Wie es womöglich nicht der Zufall will: Als mich am vergangenen Samstag die Bitte der Kontext-Redaktion erreichte, mich mit dem Thema "Tun wir zu wenig?" zu beschäftigen, war ich gerade im Stuttgarter Hospitalhof bei der Tagung "Rechtspopulismus – Herausforderung für die Demokratie". Gleichzeitig kündigte die Initiative Die Anstifter eine Diskussion im Württembergischen Kunstverein über die Frage an: "Müssen wir mehr tun?"

Vier Jahrzehnte nach dem legendären "Tunix"-Kongress 1978 in Berlin, der unter anderem zur Gründung der taz und der Grünen inspirierte, sehen sich Aufrechte mit einer neuen Herausforderung konfrontiert: "Tu was!" Fast könnten wir denken, die Bedrohung von rechts, die Angriffe nationalistischer und völkischer Kräfte auf die liberale Demokratie, bringe neben den antifaschistischen Bündnissen neuerdings mehr gut versorgt besorgte Bürger auf die Beine.

Mit Reden über rechts das Gewissen beruhigen?

Als ich mir die Vorträge von Wissenschaftlern des "Populismus"-Seminars anhörte, stellte ich mir wie so oft die Frage: Wie weit stärkt die theoretische Auseinandersetzung mit dem Rechtsruck meinen Trugschluss, schon allein damit leistete ich einen Beitrag im "Kampf" gegen rechts? In Wirklichkeit, sagte ich mir, dient der Besuch von solchen Veranstaltungen auch der Beruhigung des Gewissens. Je intensiver ich mich zuletzt mit Völkischen und Nazis beschäftigt habe, desto öfter erinnerte ich mich an die Worte Brechts: "Zorn und Unzufriedenheit allein genügen nicht. Das muss praktische Folgen haben."

Die Frage nach der Praxis stellt sich immer deutlicher. Die Lektüre von immer mehr Literatur zum Thema macht einem zunächst nur erschreckend bewusst, wie gefährlich die Entwicklung ist. Wie viele Menschen immer noch schlecht informiert sind, entnehme ich der letzten Seite in Volker Weiß‘ unverzichtbarem Buch "Die autoritäre Revolte" über die Neue Rechte. In den Dankzeilen an seine Unterstützer*innen schreibt er: "Die Neue Rechte wurde in den letzten Jahren von der historischen und politologischen Forschung stark vernachlässigt. Ein Versäumnis, das sich mitunter in fatalen Fehleinschätzungen über den aggressiven Charakter dieser Strömung rächt." Besonders aufschlussreich für die Tu-was-Motivierten ist im selben Text der Satz: "Auch ich verdanke vieles Kooperationen jenseits der Universität."

▬▬▬▬▬▬▬▬▬▬

### [AUFGABENSTELLUNG]
Welchen Titel trägt das Buch von Volker Weiß über die Neue Rechte, das im bereitgestellten Text genannt wird?

### [ROHDATEN]
▬▬▬▬▬▬▬▬▬▬

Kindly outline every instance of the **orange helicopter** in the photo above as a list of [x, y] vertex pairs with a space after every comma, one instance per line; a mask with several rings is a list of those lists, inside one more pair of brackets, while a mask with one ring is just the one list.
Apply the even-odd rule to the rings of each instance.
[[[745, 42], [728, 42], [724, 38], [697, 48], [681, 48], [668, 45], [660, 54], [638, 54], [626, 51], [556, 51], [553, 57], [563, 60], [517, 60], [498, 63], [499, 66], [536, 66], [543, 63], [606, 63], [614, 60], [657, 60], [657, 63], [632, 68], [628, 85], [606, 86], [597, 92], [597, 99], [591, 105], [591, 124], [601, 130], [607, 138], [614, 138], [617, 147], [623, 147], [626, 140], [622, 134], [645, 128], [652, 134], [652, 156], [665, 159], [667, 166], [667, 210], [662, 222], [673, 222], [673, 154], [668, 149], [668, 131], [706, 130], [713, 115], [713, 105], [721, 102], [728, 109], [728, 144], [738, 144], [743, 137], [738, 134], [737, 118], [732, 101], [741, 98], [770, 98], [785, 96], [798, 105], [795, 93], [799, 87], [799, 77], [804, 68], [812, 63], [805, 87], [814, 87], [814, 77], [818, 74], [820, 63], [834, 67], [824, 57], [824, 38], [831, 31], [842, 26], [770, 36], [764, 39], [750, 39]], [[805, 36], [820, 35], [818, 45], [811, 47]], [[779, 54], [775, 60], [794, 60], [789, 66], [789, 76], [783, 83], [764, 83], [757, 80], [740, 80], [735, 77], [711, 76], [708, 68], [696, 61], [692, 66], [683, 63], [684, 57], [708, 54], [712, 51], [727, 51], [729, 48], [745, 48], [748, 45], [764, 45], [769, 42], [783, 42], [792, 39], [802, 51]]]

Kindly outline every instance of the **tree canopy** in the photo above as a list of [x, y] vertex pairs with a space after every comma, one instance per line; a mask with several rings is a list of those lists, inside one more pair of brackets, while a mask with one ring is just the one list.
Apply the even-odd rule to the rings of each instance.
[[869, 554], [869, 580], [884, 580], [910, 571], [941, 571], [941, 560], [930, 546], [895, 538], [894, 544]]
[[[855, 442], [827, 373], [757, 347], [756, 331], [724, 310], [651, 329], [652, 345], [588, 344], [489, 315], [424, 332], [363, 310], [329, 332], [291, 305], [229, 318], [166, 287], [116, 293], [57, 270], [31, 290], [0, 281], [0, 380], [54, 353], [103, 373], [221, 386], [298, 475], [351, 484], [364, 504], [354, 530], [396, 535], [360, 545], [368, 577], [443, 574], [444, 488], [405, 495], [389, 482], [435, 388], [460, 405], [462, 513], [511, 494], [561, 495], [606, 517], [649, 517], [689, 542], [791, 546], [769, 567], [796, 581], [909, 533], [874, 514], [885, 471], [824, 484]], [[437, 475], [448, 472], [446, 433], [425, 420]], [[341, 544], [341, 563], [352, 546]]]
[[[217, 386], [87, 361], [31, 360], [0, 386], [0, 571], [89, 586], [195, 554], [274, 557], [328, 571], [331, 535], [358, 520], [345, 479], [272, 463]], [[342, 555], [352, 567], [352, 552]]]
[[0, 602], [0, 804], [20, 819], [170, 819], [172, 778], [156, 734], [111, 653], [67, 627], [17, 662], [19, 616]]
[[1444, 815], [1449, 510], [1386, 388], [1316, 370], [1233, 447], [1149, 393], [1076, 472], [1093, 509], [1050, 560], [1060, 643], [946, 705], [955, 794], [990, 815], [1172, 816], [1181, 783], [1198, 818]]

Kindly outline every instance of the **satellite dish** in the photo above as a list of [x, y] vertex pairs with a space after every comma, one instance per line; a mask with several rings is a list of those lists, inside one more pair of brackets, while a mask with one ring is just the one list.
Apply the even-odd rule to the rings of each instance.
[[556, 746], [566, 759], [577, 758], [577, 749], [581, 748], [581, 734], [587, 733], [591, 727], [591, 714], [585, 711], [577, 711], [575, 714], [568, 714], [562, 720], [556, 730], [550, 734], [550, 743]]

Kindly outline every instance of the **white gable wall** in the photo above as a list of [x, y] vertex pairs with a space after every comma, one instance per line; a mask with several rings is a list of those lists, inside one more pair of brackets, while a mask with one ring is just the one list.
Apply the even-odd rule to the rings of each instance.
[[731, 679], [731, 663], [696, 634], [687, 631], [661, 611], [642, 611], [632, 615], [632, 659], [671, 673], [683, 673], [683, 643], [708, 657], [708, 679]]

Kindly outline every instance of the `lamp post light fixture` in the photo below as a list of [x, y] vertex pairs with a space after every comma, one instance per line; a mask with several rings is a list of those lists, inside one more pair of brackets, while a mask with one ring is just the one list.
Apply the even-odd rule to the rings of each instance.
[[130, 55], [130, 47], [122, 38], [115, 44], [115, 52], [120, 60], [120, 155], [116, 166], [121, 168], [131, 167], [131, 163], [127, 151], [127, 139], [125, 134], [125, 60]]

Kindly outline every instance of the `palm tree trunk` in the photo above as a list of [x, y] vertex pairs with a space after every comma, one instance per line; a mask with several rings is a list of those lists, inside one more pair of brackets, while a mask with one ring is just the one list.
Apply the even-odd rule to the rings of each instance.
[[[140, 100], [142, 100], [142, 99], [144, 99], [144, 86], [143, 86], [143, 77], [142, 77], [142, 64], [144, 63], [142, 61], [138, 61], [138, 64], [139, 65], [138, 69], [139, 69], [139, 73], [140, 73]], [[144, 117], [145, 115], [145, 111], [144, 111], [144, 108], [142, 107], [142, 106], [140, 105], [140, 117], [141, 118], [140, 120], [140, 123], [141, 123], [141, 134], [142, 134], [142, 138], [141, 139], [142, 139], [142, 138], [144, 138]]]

▬▬▬▬▬▬▬▬▬▬

### [ERGEBNIS]
„Die autoritäre Revolte“